--- Task objective ---
Filter the entries below and copy out every line that contains the string "luaDetect".

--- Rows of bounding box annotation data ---
________________________

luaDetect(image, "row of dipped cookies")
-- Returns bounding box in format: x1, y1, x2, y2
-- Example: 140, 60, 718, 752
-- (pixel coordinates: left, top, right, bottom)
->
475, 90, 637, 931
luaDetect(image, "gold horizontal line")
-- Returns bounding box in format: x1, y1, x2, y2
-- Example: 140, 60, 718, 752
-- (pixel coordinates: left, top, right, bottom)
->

________________________

--- The answer ---
luaDetect(image, "row of dipped cookies")
luaDetect(image, "gold horizontal line")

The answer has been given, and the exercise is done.